Give only the number of lines in the items below that contain the word "wooden", counting case.
## START Information given
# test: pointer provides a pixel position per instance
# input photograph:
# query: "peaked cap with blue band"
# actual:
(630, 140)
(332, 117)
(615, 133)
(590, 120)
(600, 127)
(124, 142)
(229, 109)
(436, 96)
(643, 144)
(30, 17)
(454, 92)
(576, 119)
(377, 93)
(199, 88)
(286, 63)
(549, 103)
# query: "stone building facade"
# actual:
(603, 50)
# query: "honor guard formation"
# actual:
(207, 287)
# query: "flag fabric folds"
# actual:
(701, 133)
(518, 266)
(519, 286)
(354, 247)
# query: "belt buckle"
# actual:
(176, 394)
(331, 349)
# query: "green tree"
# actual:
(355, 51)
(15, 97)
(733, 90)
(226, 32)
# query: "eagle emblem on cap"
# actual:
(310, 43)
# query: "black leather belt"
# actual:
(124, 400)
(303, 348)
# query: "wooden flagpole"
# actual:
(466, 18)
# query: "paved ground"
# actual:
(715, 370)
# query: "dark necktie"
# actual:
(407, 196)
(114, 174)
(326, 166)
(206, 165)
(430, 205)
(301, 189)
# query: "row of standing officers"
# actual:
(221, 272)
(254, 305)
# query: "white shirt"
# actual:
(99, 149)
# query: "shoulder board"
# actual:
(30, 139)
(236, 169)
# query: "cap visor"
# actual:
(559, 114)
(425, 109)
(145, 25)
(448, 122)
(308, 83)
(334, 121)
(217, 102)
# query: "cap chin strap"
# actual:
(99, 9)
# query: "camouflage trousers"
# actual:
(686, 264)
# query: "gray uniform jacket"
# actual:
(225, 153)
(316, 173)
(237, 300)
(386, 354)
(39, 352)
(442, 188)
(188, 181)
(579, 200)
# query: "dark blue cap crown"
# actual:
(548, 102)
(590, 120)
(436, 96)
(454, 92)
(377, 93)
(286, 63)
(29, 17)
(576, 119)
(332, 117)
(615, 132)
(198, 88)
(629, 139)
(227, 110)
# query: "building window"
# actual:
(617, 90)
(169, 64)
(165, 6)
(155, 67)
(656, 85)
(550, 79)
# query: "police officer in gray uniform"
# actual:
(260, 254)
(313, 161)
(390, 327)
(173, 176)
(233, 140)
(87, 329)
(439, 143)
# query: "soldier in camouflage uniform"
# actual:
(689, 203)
## END Information given
## START Information given
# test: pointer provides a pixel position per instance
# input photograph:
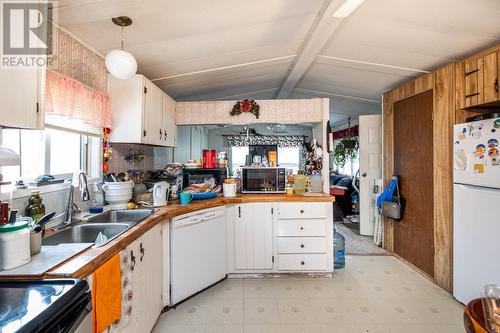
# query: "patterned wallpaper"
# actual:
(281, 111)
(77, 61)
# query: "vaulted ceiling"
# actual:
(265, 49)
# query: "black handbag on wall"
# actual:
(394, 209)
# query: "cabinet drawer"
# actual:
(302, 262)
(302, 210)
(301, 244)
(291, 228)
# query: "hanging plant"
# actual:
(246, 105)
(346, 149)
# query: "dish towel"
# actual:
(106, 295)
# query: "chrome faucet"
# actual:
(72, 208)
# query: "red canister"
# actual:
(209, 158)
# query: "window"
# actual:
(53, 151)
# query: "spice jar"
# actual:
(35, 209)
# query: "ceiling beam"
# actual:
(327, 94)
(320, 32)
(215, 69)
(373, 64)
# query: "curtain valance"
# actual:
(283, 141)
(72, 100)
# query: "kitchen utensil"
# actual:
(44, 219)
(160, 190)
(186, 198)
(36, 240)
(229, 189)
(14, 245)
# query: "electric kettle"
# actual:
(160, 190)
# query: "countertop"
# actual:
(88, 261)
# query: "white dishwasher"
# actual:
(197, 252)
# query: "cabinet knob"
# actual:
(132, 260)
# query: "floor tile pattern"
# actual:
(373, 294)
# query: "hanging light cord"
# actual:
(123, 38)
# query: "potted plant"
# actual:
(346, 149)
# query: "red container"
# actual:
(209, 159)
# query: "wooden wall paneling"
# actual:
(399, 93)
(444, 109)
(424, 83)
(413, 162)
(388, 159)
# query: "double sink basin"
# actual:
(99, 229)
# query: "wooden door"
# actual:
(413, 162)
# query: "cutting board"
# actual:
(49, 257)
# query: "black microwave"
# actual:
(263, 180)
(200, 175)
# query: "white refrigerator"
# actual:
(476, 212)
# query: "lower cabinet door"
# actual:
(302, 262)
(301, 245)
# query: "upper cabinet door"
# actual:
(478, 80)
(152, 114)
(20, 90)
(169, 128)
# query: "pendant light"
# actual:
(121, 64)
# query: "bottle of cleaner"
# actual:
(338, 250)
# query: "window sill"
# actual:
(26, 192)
## END Information given
#### Reply to the exercise:
3